-- Text excerpt start --
So why do you think it is not the total pressure?

The Bernoulli equation refers to the total pressure energy across the cross section @ a specific point on a streamline. We know that is constant.

In the Navier-Stokes equation the p only refers to the "local" pressure, i.e. the first term p in the Bernoulli equation. Otherwise, if it really did refer to the total pressure, we would never be able to have a nonzero gradient ∇p, since the total pressure is constant.

 

[boneh3ad]

So why do you think it is not the total pressure?

Because he is right. The pressure in the N-S equations is static pressure.

 

[Niles]

Because he is right. The pressure in the N-S equations is static pressure.

So you agree with me, there really is an inconsistency somewhere, right?

 

[Malverin]

The Bernoulli equation refers to the total pressure energy across the cross section @ a specific point on a streamline. We know that is constant.

In the Navier-Stokes equation the p only refers to the "local" pressure, i.e. the first term p in the Bernoulli equation. Otherwise, if it really did refer to the total pressure, we would never be able to have a nonzero gradient ∇p, since the total pressure is constant.

Yes. You are right.
Here p is the static pressure

The left side of the equation describes acceleration, and may be composed of time dependent or convective effects (also the effects of non-inertial coordinates if present). The right side of the equation is in effect a summation of body forces (such as gravity) and divergence of stress (pressure and shear stress).
-- Text excerpt end --
■ What to do
A - Please reproduce the stretch of the Navier-Stokes pressure thread from "Yes. You are" through "and shear stress).".
B - Decide whether each statement agrees with the Navier-Stokes pressure thread, giving yes or no and quoting the words that decide it: (i) the pressure in the N-S equations is static pressure; (ii) the total pressure on a streamline changes from point to point; (iii) the right side of the equation describes acceleration.
-- Data rows start --
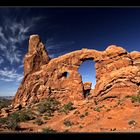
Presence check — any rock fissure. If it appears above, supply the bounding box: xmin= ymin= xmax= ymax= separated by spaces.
xmin=12 ymin=35 xmax=140 ymax=106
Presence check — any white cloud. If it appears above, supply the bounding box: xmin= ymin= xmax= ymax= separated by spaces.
xmin=0 ymin=17 xmax=42 ymax=64
xmin=0 ymin=68 xmax=23 ymax=82
xmin=45 ymin=38 xmax=75 ymax=58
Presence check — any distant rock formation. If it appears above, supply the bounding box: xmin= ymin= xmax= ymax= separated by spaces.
xmin=12 ymin=35 xmax=140 ymax=106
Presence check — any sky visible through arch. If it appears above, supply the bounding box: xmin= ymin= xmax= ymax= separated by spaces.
xmin=0 ymin=7 xmax=140 ymax=96
xmin=78 ymin=60 xmax=96 ymax=89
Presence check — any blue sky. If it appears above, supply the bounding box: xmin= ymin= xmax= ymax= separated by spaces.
xmin=0 ymin=7 xmax=140 ymax=96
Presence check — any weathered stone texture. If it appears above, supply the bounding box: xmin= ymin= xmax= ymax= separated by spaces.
xmin=13 ymin=35 xmax=140 ymax=106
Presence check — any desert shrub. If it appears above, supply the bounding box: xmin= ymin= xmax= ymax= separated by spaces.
xmin=6 ymin=119 xmax=19 ymax=130
xmin=64 ymin=102 xmax=75 ymax=110
xmin=9 ymin=111 xmax=20 ymax=122
xmin=35 ymin=119 xmax=44 ymax=125
xmin=0 ymin=99 xmax=11 ymax=109
xmin=131 ymin=95 xmax=140 ymax=103
xmin=128 ymin=120 xmax=136 ymax=125
xmin=43 ymin=116 xmax=50 ymax=120
xmin=9 ymin=110 xmax=34 ymax=122
xmin=94 ymin=106 xmax=101 ymax=112
xmin=80 ymin=112 xmax=88 ymax=119
xmin=79 ymin=125 xmax=83 ymax=128
xmin=0 ymin=118 xmax=8 ymax=124
xmin=60 ymin=102 xmax=75 ymax=114
xmin=43 ymin=127 xmax=57 ymax=133
xmin=19 ymin=111 xmax=33 ymax=122
xmin=37 ymin=98 xmax=60 ymax=116
xmin=63 ymin=120 xmax=73 ymax=126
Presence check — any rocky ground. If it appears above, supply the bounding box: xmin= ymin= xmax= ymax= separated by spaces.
xmin=0 ymin=94 xmax=140 ymax=133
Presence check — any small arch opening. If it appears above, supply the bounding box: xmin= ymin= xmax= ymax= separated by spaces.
xmin=78 ymin=59 xmax=96 ymax=98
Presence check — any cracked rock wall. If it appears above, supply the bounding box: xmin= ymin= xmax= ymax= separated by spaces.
xmin=12 ymin=35 xmax=140 ymax=106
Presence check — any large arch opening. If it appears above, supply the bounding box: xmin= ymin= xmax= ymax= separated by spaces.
xmin=78 ymin=60 xmax=96 ymax=98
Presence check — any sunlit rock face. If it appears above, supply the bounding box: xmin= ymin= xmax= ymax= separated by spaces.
xmin=13 ymin=35 xmax=140 ymax=106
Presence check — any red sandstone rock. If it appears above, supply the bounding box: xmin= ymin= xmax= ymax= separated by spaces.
xmin=12 ymin=35 xmax=140 ymax=106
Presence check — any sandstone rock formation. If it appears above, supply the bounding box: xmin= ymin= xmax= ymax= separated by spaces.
xmin=12 ymin=35 xmax=140 ymax=106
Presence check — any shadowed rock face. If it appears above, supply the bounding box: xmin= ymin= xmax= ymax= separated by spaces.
xmin=13 ymin=35 xmax=140 ymax=106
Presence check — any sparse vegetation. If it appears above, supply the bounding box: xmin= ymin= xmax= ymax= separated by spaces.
xmin=37 ymin=98 xmax=60 ymax=116
xmin=60 ymin=102 xmax=75 ymax=114
xmin=79 ymin=125 xmax=83 ymax=128
xmin=64 ymin=120 xmax=73 ymax=126
xmin=128 ymin=120 xmax=137 ymax=125
xmin=34 ymin=118 xmax=44 ymax=125
xmin=43 ymin=127 xmax=57 ymax=133
xmin=0 ymin=99 xmax=11 ymax=109
xmin=106 ymin=108 xmax=111 ymax=112
xmin=19 ymin=110 xmax=35 ymax=122
xmin=94 ymin=106 xmax=101 ymax=112
xmin=63 ymin=129 xmax=69 ymax=133
xmin=80 ymin=112 xmax=88 ymax=119
xmin=6 ymin=119 xmax=20 ymax=130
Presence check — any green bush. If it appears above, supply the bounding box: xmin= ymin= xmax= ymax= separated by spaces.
xmin=9 ymin=112 xmax=20 ymax=122
xmin=19 ymin=110 xmax=34 ymax=122
xmin=131 ymin=95 xmax=140 ymax=103
xmin=43 ymin=127 xmax=57 ymax=133
xmin=64 ymin=120 xmax=73 ymax=126
xmin=37 ymin=98 xmax=60 ymax=116
xmin=6 ymin=119 xmax=19 ymax=130
xmin=0 ymin=118 xmax=8 ymax=124
xmin=64 ymin=102 xmax=75 ymax=110
xmin=94 ymin=106 xmax=101 ymax=112
xmin=128 ymin=120 xmax=136 ymax=125
xmin=60 ymin=102 xmax=75 ymax=114
xmin=0 ymin=99 xmax=11 ymax=109
xmin=35 ymin=119 xmax=44 ymax=125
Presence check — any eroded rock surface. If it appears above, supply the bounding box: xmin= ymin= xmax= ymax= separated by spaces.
xmin=13 ymin=35 xmax=140 ymax=106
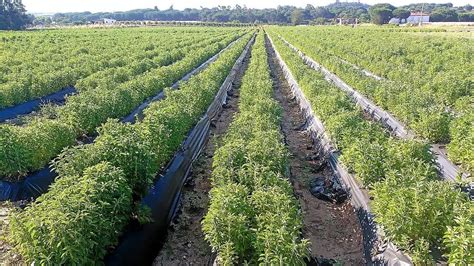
-- Data rows end --
■ Responses for each task
A -
Yes. You are right.
Here p is the static pressure

The left side of the equation describes acceleration, and may be composed of time dependent or convective effects (also the effects of non-inertial coordinates if present). The right side of the equation is in effect a summation of body forces (such as gravity) and divergence of stress (pressure and shear stress).

B -
(i) Yes: "The pressure in the N-S equations is static pressure."
(ii) No: "We know that is constant."
(iii) No: "The left side of the equation describes acceleration"